--- Begin ---

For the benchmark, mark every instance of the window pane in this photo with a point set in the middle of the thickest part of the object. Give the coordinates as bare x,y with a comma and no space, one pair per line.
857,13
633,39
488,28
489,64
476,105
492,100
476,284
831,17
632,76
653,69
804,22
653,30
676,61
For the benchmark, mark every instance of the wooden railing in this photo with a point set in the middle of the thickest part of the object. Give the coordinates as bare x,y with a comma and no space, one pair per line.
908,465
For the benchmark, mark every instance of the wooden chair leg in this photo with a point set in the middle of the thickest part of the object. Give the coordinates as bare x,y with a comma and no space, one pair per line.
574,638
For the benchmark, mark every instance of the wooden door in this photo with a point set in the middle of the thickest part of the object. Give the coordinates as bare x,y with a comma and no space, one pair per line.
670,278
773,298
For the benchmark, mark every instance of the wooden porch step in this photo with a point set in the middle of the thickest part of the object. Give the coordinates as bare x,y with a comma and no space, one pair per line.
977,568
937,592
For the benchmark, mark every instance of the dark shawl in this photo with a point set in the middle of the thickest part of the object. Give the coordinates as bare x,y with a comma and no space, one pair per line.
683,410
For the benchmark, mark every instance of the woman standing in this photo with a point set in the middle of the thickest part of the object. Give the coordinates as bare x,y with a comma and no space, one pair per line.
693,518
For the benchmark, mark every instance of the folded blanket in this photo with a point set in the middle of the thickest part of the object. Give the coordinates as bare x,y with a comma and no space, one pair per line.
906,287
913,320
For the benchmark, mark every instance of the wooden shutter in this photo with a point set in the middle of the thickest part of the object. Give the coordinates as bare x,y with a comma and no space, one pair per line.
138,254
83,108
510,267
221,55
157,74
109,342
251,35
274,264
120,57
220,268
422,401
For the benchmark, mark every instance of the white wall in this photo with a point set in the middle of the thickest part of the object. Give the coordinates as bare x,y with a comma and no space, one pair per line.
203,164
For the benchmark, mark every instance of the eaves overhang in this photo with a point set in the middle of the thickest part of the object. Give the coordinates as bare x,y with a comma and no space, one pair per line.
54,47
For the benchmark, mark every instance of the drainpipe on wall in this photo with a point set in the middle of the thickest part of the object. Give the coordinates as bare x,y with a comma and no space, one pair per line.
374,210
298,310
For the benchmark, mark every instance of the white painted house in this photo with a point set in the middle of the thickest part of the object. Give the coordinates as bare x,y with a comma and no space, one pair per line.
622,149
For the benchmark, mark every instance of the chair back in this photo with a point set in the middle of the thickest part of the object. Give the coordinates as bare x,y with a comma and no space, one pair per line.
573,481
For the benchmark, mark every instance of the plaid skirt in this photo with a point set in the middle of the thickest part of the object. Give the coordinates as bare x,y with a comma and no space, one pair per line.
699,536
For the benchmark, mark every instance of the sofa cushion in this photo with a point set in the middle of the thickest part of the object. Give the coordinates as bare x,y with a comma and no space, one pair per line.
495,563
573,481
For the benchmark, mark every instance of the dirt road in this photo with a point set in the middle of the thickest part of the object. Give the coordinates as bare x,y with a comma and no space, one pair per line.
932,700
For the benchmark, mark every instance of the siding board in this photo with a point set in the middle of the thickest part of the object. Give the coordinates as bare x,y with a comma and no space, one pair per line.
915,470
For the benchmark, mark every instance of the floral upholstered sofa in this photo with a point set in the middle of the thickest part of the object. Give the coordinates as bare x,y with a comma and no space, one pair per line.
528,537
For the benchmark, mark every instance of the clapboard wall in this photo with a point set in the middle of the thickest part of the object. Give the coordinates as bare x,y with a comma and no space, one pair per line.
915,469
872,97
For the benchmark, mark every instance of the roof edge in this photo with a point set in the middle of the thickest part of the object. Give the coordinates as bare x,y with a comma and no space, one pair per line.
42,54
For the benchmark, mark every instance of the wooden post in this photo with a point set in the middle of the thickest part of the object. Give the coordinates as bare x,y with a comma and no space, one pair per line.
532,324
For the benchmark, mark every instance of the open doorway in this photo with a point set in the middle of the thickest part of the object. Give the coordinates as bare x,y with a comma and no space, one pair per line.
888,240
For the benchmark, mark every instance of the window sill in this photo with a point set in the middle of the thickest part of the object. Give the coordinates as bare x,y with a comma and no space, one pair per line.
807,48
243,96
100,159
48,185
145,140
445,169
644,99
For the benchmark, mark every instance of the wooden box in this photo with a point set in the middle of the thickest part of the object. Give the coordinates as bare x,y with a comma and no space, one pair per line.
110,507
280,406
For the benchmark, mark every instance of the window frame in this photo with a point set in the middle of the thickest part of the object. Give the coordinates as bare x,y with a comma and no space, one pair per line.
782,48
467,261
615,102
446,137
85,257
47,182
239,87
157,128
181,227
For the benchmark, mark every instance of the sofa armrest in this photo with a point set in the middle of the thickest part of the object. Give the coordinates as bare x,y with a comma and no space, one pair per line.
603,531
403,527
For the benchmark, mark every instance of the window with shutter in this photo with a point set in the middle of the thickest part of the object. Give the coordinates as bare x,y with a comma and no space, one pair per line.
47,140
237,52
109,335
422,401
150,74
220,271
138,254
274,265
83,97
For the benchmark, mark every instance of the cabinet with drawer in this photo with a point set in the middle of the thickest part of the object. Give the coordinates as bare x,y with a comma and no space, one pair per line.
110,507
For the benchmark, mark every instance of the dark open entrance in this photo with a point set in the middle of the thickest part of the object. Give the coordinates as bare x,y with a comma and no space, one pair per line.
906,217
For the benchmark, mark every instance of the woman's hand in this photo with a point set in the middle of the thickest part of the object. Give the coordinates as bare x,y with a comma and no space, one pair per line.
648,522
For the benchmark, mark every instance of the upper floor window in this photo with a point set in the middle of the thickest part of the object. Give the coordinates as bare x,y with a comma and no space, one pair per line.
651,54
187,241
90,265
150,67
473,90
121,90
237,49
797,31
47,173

--- End ---

## What is required
Print from the line containing "For the benchmark, mark every instance of the woman's" to the last line above, exactly as written.

## Output for this exercise
For the benchmark, mark every instance of the woman's hand in this photo with a point set in the middle of the thickest part of the object. Give the coordinates as bare x,y with a comma and no space, one pair per line.
648,522
For the benchmark, mark every instance of the upper floor window in this photo with a point set in the middle of the thickest part of the object. Give the coordinates as bare x,y with a comma and no space, one pair per line.
651,54
187,241
90,265
150,67
473,90
121,90
237,49
797,31
47,173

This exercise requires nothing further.